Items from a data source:
----------------------------------------

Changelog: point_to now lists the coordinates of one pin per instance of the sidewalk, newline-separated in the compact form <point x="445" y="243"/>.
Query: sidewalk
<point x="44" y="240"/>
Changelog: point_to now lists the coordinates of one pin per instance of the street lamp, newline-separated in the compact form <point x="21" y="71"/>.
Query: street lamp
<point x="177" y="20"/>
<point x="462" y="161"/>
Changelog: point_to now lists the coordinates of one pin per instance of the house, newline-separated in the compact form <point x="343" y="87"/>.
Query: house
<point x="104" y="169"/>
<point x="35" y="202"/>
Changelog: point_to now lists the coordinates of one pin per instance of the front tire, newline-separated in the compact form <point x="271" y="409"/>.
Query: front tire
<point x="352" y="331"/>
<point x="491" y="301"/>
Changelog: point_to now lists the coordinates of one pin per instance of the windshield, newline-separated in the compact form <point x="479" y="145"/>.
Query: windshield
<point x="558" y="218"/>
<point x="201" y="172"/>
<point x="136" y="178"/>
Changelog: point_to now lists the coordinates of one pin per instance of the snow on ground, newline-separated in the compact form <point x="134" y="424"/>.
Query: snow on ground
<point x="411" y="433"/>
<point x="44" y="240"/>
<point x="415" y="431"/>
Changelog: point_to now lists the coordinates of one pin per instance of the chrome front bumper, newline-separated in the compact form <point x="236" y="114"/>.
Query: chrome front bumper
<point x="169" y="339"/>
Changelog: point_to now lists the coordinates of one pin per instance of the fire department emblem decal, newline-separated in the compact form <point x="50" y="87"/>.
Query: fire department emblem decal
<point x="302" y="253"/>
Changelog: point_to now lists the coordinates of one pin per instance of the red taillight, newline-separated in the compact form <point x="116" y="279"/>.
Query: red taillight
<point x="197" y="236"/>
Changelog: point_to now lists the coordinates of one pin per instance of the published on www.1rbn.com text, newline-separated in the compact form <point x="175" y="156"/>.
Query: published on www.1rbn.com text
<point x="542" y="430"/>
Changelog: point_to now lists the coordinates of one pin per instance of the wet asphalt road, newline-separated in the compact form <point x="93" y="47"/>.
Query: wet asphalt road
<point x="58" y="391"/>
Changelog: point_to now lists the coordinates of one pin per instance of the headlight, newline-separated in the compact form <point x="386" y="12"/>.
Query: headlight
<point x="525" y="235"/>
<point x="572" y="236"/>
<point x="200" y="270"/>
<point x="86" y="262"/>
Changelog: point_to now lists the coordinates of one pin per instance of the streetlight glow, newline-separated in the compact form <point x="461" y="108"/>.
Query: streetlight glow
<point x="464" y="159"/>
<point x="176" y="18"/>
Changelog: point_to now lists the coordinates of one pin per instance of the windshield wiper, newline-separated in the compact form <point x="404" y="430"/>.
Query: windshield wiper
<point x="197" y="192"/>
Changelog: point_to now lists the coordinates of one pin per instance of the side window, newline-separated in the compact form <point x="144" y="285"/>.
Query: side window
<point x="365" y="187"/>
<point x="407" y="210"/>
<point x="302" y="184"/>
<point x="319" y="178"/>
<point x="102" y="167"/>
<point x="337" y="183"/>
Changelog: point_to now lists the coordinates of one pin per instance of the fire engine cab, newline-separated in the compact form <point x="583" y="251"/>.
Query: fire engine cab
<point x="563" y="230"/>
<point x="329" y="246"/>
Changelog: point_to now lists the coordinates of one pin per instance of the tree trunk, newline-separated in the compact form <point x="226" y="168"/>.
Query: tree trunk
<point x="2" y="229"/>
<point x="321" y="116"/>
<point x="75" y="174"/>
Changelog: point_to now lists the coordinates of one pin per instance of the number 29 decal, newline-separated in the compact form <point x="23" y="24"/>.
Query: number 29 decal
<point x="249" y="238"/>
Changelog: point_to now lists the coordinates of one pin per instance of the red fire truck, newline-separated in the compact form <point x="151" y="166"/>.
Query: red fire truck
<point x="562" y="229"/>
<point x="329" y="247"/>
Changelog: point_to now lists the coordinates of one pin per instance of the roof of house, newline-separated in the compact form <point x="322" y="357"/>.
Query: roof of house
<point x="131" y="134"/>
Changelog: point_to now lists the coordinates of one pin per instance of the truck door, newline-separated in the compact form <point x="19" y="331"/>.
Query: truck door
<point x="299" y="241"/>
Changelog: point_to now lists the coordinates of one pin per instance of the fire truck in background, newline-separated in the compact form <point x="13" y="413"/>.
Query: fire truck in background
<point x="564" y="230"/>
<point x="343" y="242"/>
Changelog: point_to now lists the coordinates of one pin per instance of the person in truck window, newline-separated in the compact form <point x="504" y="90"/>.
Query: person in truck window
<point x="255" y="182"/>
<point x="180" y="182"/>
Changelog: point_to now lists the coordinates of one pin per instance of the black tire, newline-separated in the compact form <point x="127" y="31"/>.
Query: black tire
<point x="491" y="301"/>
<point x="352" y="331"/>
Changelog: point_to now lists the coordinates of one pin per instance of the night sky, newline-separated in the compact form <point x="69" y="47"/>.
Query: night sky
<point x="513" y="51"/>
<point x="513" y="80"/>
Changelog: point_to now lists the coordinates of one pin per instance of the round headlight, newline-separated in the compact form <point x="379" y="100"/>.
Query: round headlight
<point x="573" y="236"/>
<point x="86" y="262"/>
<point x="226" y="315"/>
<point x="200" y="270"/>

----------------------------------------

YOUR ASSIGNMENT => Return a faithful copy of all the records above.

SOLUTION TO THE EXERCISE =>
Changelog: point_to now lists the coordinates of one pin per instance of the sidewalk, newline-separated in the compact form <point x="445" y="243"/>.
Query: sidewalk
<point x="44" y="240"/>
Changelog: point_to now lists the coordinates of one pin per instance of the street lamp, newline-separated in the compact form <point x="21" y="71"/>.
Query: street lamp
<point x="177" y="20"/>
<point x="462" y="161"/>
Changelog: point_to now lists the coordinates of one pin per instance of the house, newline-separated in the compact form <point x="343" y="87"/>.
Query: house
<point x="104" y="169"/>
<point x="35" y="202"/>
Changelog: point_to now lists the coordinates of one pin per instance of the front tire, newline-separated in the compact form <point x="271" y="409"/>.
Query: front tire
<point x="352" y="331"/>
<point x="491" y="301"/>
Changelog: point_to now lists the coordinates of one pin per instance of the windshield, newline-separated in the compact form <point x="479" y="145"/>.
Query: windshield
<point x="558" y="218"/>
<point x="201" y="172"/>
<point x="136" y="178"/>
Changelog: point_to now lists the coordinates of one pin per instance of the snow on ground, newline-separated in the compact form <point x="134" y="424"/>.
Query: snow on ground
<point x="411" y="433"/>
<point x="44" y="240"/>
<point x="415" y="431"/>
Changelog: point_to now lists the coordinates of one pin per instance of the chrome front bumper, newline-separated in the compact form <point x="236" y="114"/>.
Query: chrome front bumper
<point x="169" y="339"/>
Changelog: point_to now lists the coordinates of one pin per instance of the fire department emblem decal, newline-separated in the compact form <point x="50" y="87"/>.
Query: fire department emblem decal
<point x="302" y="253"/>
Changelog: point_to now lists the coordinates of one pin per instance of the red taillight, newline-separated in the compact form <point x="116" y="279"/>.
Query: red taillight
<point x="197" y="236"/>
Changelog: point_to now lists the coordinates of one pin per instance of the published on www.1rbn.com text, newline-separated in the compact form <point x="175" y="156"/>.
Query: published on www.1rbn.com text
<point x="542" y="430"/>
Changelog: point_to now lists the coordinates of one pin per instance of the wet asphalt road, newline-separated in the compact form <point x="93" y="47"/>.
Query: wet asphalt road
<point x="58" y="391"/>
Changelog: point_to now lists the coordinates of one pin per instance of the headlight, newline-separated in the compact form <point x="386" y="12"/>.
Query: headlight
<point x="525" y="235"/>
<point x="572" y="236"/>
<point x="200" y="270"/>
<point x="86" y="262"/>
Changelog: point_to now lists the coordinates of one pin per instance of the streetlight glow, newline-separated in the compact form <point x="461" y="108"/>.
Query: streetlight glow
<point x="464" y="159"/>
<point x="176" y="18"/>
Changelog: point_to now lists the coordinates of one pin per instance of the windshield wiper, newline-separated in the compact form <point x="404" y="430"/>.
Query: windshield wiper
<point x="197" y="192"/>
Changelog: point_to now lists the coordinates of one pin per instance of the side window, newline-separated in the compact form <point x="144" y="285"/>.
Query: side window
<point x="365" y="187"/>
<point x="407" y="210"/>
<point x="302" y="184"/>
<point x="319" y="178"/>
<point x="102" y="167"/>
<point x="337" y="183"/>
Changelog: point_to now lists the coordinates of one pin per instance of the fire engine cab, newline-separated in the compact form <point x="583" y="251"/>.
Query: fire engine cab
<point x="563" y="230"/>
<point x="329" y="246"/>
Changelog: point_to now lists the coordinates of one pin per instance of the tree trunk, newline-separated in the compact form <point x="226" y="168"/>.
Query: tree trunk
<point x="2" y="229"/>
<point x="321" y="116"/>
<point x="75" y="174"/>
Changelog: point_to now lists the coordinates of one pin per instance of the number 29 decal, newline-separated in the compact form <point x="23" y="24"/>.
Query: number 29 decal
<point x="249" y="238"/>
Changelog: point_to now lists the coordinates of one pin per instance of the red fire truck, newline-separated in the compact form <point x="151" y="166"/>.
Query: red fire truck
<point x="562" y="229"/>
<point x="329" y="247"/>
Changelog: point_to now lists the coordinates of one pin per instance of the roof of house, newline-separated in the compact form <point x="322" y="357"/>.
Query: roof of house
<point x="131" y="134"/>
Changelog: point_to now lists the coordinates of one pin per instance of the truck door, newline-separated in the compact form <point x="19" y="331"/>.
Query: truck door
<point x="299" y="241"/>
Changelog: point_to now lists the coordinates of one pin per instance of the fire truck in background, newline-separated in the compact form <point x="13" y="413"/>.
Query: fire truck in background
<point x="564" y="230"/>
<point x="343" y="242"/>
Changelog: point_to now lists the coordinates of one pin per instance of the person in truck window, newline-separated in the compact form <point x="504" y="90"/>.
Query: person in truck window
<point x="255" y="182"/>
<point x="180" y="182"/>
Changelog: point_to now lists the coordinates of one pin per instance of the black tire, newline-separated in the compact form <point x="127" y="31"/>.
Query: black tire
<point x="491" y="301"/>
<point x="352" y="331"/>
Changelog: point_to now lists the coordinates of one pin per instance of the night sky, newline-separated in the compact form <point x="69" y="47"/>.
Query: night sky
<point x="513" y="51"/>
<point x="513" y="80"/>
Changelog: point_to now lists the coordinates of one pin per instance of the round headlight, newline-separated in the compact form <point x="379" y="100"/>.
Query: round headlight
<point x="573" y="236"/>
<point x="86" y="262"/>
<point x="226" y="315"/>
<point x="200" y="270"/>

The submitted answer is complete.